Input records:
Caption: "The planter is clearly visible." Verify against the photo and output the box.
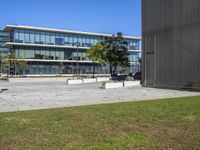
[124,81,140,87]
[83,78,97,83]
[9,77,68,82]
[97,77,110,82]
[102,82,123,89]
[67,80,83,84]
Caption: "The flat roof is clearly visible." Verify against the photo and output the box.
[3,25,142,40]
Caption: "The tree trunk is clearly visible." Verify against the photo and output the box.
[110,63,113,76]
[92,61,95,78]
[15,67,17,76]
[113,65,117,73]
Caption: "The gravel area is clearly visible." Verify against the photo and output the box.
[0,81,200,112]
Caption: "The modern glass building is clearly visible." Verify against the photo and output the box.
[2,25,141,74]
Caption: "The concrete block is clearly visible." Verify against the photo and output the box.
[83,78,97,83]
[102,82,123,89]
[124,81,140,87]
[67,79,83,84]
[97,77,110,82]
[9,77,68,83]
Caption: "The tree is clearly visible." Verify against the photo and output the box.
[87,33,129,76]
[101,33,129,75]
[87,43,105,77]
[2,53,28,75]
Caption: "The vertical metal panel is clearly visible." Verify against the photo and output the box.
[142,0,200,89]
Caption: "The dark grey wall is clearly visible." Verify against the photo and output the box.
[142,0,200,89]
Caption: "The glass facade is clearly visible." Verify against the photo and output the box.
[0,28,141,74]
[13,29,140,50]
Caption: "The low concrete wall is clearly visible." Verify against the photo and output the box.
[103,82,123,89]
[97,77,110,82]
[9,77,69,82]
[67,79,83,84]
[124,81,140,87]
[83,78,97,83]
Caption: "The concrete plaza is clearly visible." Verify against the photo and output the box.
[0,81,200,112]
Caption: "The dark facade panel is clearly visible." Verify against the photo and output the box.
[142,0,200,89]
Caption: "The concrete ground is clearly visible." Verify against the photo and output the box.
[0,81,200,112]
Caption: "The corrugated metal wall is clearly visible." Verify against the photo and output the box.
[142,0,200,89]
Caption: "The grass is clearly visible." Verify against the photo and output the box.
[0,97,200,150]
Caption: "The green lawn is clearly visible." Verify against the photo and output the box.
[0,97,200,150]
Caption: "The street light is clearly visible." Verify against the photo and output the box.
[76,42,80,75]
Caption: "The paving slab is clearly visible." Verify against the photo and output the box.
[0,81,200,112]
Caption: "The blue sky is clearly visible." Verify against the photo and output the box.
[0,0,141,36]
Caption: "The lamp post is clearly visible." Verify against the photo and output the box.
[76,42,80,76]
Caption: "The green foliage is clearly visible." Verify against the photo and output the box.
[87,43,105,64]
[87,33,129,74]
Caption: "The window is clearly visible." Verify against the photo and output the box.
[40,32,45,44]
[46,33,51,45]
[35,32,40,44]
[24,31,30,43]
[29,31,35,44]
[51,33,55,45]
[14,30,19,43]
[19,30,24,43]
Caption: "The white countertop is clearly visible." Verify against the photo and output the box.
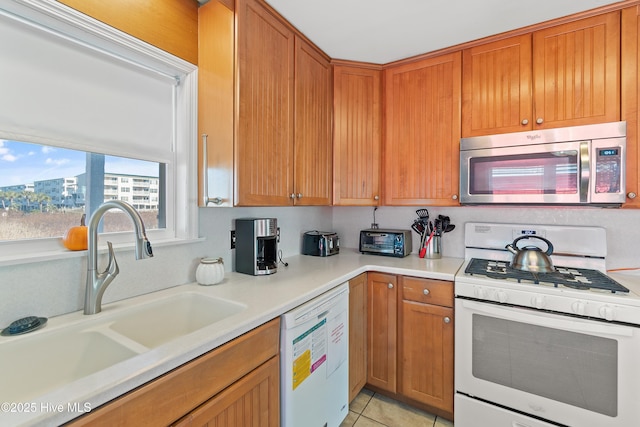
[0,249,463,426]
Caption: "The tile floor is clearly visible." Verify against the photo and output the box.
[340,389,453,427]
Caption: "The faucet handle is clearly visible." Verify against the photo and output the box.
[105,241,120,277]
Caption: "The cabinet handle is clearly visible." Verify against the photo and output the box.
[202,133,222,206]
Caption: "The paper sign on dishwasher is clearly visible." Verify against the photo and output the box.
[293,319,327,390]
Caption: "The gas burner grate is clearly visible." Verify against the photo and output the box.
[464,258,629,293]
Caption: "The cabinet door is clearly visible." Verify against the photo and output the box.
[349,273,367,402]
[462,34,532,137]
[533,11,620,129]
[235,0,294,206]
[294,36,333,205]
[383,52,461,206]
[198,0,235,207]
[173,357,280,427]
[367,273,397,393]
[333,65,382,206]
[399,300,454,414]
[621,6,640,207]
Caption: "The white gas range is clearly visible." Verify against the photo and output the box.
[454,223,640,427]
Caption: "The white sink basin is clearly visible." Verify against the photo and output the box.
[110,292,246,348]
[0,330,138,402]
[0,292,246,402]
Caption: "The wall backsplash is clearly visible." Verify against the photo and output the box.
[333,206,640,269]
[0,206,640,327]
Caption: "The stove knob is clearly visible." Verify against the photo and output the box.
[496,291,509,304]
[599,305,613,321]
[531,295,547,310]
[473,288,487,299]
[571,301,587,316]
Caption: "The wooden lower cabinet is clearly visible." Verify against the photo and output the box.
[349,273,367,402]
[367,273,454,419]
[173,357,280,427]
[367,273,398,393]
[69,318,280,427]
[398,277,454,414]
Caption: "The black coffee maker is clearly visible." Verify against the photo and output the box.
[236,218,278,276]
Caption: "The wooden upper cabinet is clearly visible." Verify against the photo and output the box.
[462,11,620,137]
[59,0,198,64]
[383,52,462,206]
[235,0,294,206]
[462,34,532,137]
[533,11,620,129]
[333,65,382,206]
[293,36,333,205]
[621,6,640,207]
[198,0,235,207]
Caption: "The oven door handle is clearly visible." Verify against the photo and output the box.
[462,300,633,337]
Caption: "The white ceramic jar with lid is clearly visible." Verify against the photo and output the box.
[196,258,224,286]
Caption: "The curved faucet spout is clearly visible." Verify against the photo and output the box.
[84,200,153,314]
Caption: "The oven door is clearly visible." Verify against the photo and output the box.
[455,298,640,427]
[460,141,589,204]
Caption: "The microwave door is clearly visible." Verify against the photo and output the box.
[460,142,589,204]
[589,137,627,204]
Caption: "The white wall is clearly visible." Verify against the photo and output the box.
[0,206,640,327]
[333,206,640,269]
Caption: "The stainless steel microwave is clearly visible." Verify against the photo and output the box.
[460,122,627,206]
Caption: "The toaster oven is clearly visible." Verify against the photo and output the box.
[359,228,411,258]
[302,230,340,256]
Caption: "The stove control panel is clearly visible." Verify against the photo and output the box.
[455,278,640,325]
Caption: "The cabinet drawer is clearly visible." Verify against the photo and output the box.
[400,276,453,307]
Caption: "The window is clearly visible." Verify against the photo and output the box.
[0,0,197,263]
[0,140,166,241]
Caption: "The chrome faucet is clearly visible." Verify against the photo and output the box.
[84,200,153,314]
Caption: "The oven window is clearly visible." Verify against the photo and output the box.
[472,314,618,417]
[469,150,578,195]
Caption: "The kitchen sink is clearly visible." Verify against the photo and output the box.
[110,292,246,348]
[0,329,138,402]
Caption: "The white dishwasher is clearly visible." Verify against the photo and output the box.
[280,283,349,427]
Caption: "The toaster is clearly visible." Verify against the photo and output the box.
[302,230,340,256]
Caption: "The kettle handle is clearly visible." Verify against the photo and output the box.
[511,234,553,255]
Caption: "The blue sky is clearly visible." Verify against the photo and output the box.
[0,139,158,187]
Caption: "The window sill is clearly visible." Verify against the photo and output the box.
[0,237,205,267]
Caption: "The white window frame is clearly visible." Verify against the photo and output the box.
[0,0,198,265]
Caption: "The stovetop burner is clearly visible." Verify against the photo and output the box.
[464,258,629,293]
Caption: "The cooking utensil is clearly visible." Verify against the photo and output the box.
[416,208,429,218]
[505,236,555,273]
[419,228,436,258]
[411,220,425,238]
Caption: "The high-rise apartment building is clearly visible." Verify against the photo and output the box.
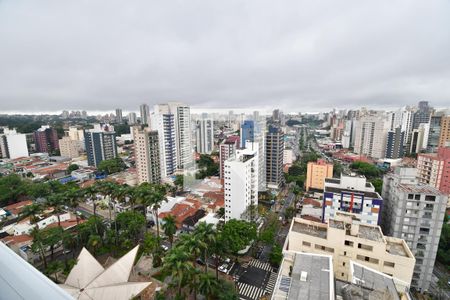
[139,104,150,125]
[305,159,333,191]
[266,125,284,189]
[219,135,240,179]
[427,115,443,152]
[384,127,405,159]
[412,101,433,129]
[128,112,137,125]
[322,173,383,225]
[223,142,259,222]
[34,126,59,154]
[116,108,123,124]
[133,126,161,183]
[409,123,430,153]
[284,213,415,286]
[59,136,82,158]
[241,120,255,148]
[151,102,193,177]
[383,168,448,292]
[439,116,450,147]
[417,147,450,195]
[0,128,29,159]
[196,118,214,154]
[84,125,118,167]
[354,114,390,159]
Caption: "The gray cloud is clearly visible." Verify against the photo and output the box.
[0,0,450,111]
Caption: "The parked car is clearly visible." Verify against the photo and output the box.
[219,263,229,273]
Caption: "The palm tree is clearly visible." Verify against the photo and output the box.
[136,182,167,236]
[83,184,99,216]
[163,247,192,297]
[19,203,43,224]
[45,194,64,227]
[88,234,102,255]
[30,226,47,269]
[162,215,177,247]
[194,222,216,273]
[198,273,219,300]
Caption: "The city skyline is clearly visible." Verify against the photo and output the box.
[0,1,450,112]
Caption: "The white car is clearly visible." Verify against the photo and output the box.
[219,264,228,273]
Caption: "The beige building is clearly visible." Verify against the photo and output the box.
[59,136,82,158]
[439,116,450,147]
[133,126,161,184]
[284,213,416,287]
[305,159,333,191]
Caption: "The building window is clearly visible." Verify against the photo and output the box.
[345,240,353,247]
[384,261,395,268]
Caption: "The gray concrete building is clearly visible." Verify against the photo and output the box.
[382,168,448,292]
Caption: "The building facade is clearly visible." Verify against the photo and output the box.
[284,213,415,285]
[196,119,214,154]
[305,159,333,191]
[219,135,240,179]
[59,136,81,158]
[0,129,29,159]
[265,125,284,189]
[322,174,383,225]
[139,104,150,125]
[223,142,258,222]
[383,168,448,292]
[417,147,450,195]
[133,126,161,184]
[354,114,390,159]
[384,127,405,159]
[84,126,118,167]
[34,126,59,154]
[439,116,450,147]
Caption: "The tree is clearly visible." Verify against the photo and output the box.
[67,164,80,174]
[136,182,167,236]
[45,260,64,283]
[163,247,192,297]
[97,157,126,174]
[142,232,162,267]
[193,222,216,273]
[116,211,145,242]
[269,244,283,266]
[0,174,30,207]
[162,215,177,247]
[221,219,256,255]
[30,226,47,269]
[88,234,102,256]
[284,206,296,220]
[198,273,219,300]
[45,194,65,226]
[19,203,43,224]
[371,178,383,195]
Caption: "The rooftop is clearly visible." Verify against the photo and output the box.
[325,185,381,199]
[397,183,444,195]
[292,219,328,239]
[273,252,334,300]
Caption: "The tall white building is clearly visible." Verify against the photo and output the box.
[133,126,161,183]
[151,102,194,177]
[139,104,150,125]
[224,142,259,221]
[354,114,391,158]
[383,168,448,292]
[128,112,137,125]
[0,129,29,159]
[196,118,214,154]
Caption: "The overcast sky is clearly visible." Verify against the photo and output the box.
[0,0,450,112]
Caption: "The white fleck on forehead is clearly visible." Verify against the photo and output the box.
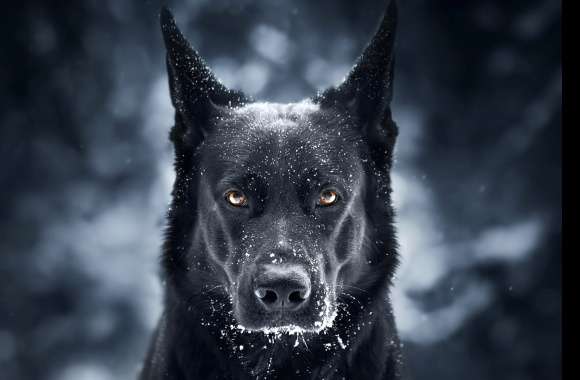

Given exercise:
Can you express these lines as a Markdown table with the columns Row and Line, beginning at the line that contains "faucet handle is" and stopping after the line that contains "[293,319,327,390]"? Leave out any blank lines.

Exercise response:
| Row | Line |
|---|---|
| 1 | Caption: "The faucet handle is clearly visible." Verify against the photo and output the box. |
| 2 | [105,241,120,277] |
| 3 | Caption: "The cabinet handle is clearly visible." Verify against the photo and output the box. |
| 4 | [202,133,222,206] |
| 5 | Caption: "The paper sign on dishwasher is clearly visible." Verify against the photo and output the box. |
| 6 | [293,319,327,390] |